Upon graduating from Villarreal, Vílchez ran for the Regional Assembly of the newly constituted Andrés Avelino Cáceres Region. She was elected representing Huancayo with the Peruvian Aprista Party. Her term would be interrupted by president Alberto Fujimori's self-coup, which suspended the Regional Governments with their respective assemblies.

From 1992 to 1998, Vílchez turned to the private sector as she was hired as public administration consultant for the Friedrich Ebert Foundation office in Peru. She also served as General Manager for Progestion Consultores, from 1994 to 2000. From 1997 to 2001, she was appointed to the Ministry of Economy and Finance as a private consultant. In 2001, she was hired in the Judiciary as Deputy Manager of Logistics at the General Manager's Office. She would travel to Ayacucho in order to serve as Director of Management and Budget in Omar Quesada's regional administration.

At the 2006 general election, she was elected to the Peruvian Congress representing her native Junín with the Peruvian Aprista Party. During her parliamentary term, she served as chair of the Agrarian Committee, vice chair of the Economy, Banking and Financial Intelligence, and vice chair of the Budget Committee.

**EXTRACTED DATA:**
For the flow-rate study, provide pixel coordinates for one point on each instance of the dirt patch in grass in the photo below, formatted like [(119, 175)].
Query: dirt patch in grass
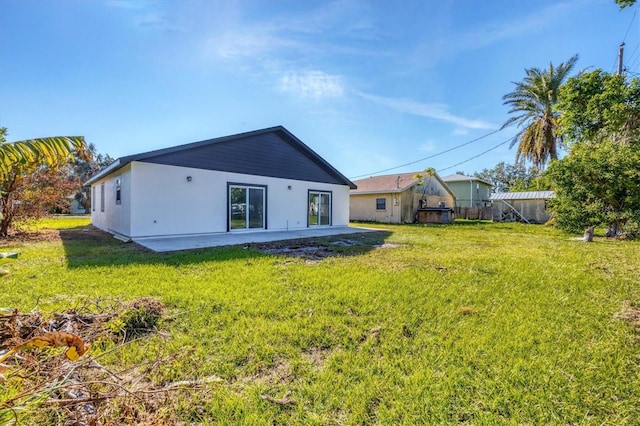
[(80, 234), (316, 249)]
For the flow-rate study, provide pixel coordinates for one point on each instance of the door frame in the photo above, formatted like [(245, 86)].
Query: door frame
[(319, 192), (264, 200)]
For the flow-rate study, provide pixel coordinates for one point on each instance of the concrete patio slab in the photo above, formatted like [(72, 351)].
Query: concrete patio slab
[(190, 242)]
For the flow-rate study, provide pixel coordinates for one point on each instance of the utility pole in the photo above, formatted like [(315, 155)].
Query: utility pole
[(620, 55)]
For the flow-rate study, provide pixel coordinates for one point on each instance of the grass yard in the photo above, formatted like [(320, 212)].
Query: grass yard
[(475, 323)]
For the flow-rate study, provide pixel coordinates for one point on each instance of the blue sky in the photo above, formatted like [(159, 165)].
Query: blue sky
[(369, 85)]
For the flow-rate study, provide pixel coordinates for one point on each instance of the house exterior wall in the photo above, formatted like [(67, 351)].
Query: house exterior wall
[(402, 206), (105, 213), (159, 200), (471, 193), (434, 193), (362, 207)]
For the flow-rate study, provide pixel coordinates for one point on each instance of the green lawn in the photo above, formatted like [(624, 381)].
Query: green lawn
[(476, 323)]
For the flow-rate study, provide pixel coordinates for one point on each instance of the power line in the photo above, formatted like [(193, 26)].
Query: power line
[(635, 12), (475, 156), (431, 156)]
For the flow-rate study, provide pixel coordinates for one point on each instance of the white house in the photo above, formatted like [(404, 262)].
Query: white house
[(264, 180)]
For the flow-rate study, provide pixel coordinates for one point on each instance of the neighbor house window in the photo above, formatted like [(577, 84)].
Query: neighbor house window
[(102, 197), (118, 190)]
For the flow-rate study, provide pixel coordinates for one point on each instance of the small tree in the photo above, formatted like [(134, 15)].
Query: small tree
[(22, 158), (43, 192), (84, 168)]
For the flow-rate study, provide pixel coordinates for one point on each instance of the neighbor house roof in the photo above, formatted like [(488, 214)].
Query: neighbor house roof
[(386, 183), (394, 183), (463, 178), (273, 152), (529, 195)]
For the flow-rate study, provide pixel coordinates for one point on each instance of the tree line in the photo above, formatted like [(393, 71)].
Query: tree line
[(41, 176)]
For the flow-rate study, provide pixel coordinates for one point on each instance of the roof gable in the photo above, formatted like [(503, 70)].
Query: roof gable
[(525, 195), (386, 183), (464, 178), (273, 152), (394, 183)]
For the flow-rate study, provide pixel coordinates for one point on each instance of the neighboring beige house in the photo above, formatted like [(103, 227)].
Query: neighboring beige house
[(396, 198), (530, 207)]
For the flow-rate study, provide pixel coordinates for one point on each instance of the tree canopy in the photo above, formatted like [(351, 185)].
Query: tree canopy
[(27, 158), (533, 102), (598, 181)]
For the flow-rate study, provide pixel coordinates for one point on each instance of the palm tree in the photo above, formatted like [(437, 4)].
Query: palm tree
[(533, 100), (23, 157)]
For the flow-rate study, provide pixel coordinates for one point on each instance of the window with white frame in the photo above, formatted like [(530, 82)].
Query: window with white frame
[(102, 197), (119, 190)]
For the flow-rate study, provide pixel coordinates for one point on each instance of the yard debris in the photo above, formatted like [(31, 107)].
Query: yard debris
[(83, 392)]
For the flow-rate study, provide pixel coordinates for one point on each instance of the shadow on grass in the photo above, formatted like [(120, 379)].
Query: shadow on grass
[(87, 246)]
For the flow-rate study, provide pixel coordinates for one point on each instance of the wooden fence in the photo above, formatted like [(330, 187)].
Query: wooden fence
[(474, 213)]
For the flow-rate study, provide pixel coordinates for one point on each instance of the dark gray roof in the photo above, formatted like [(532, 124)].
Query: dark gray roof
[(272, 152)]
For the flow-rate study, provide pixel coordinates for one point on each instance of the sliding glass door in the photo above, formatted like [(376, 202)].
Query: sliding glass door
[(319, 208), (246, 207)]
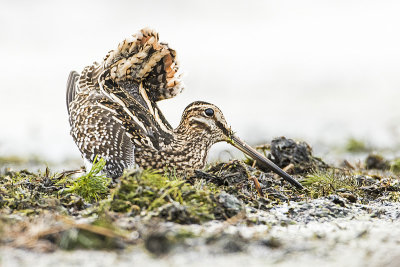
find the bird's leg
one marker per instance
(252, 178)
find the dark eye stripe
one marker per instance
(209, 112)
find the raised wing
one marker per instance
(71, 88)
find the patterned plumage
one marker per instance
(113, 112)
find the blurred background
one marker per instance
(320, 71)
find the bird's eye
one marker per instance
(209, 112)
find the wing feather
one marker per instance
(71, 88)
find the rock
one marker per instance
(286, 151)
(374, 161)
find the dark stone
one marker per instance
(157, 243)
(230, 204)
(287, 151)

**WHAT TO WORK ON:** Reproduce, word for word, the full passage above on Vílchez's political and professional career.

**ANSWER SECTION:**
Upon graduating from Villarreal, Vílchez ran for the Regional Assembly of the newly constituted Andrés Avelino Cáceres Region. She was elected representing Huancayo with the Peruvian Aprista Party. Her term would be interrupted by president Alberto Fujimori's self-coup, which suspended the Regional Governments with their respective assemblies.

From 1992 to 1998, Vílchez turned to the private sector as she was hired as public administration consultant for the Friedrich Ebert Foundation office in Peru. She also served as General Manager for Progestion Consultores, from 1994 to 2000. From 1997 to 2001, she was appointed to the Ministry of Economy and Finance as a private consultant. In 2001, she was hired in the Judiciary as Deputy Manager of Logistics at the General Manager's Office. She would travel to Ayacucho in order to serve as Director of Management and Budget in Omar Quesada's regional administration.

At the 2006 general election, she was elected to the Peruvian Congress representing her native Junín with the Peruvian Aprista Party. During her parliamentary term, she served as chair of the Agrarian Committee, vice chair of the Economy, Banking and Financial Intelligence, and vice chair of the Budget Committee.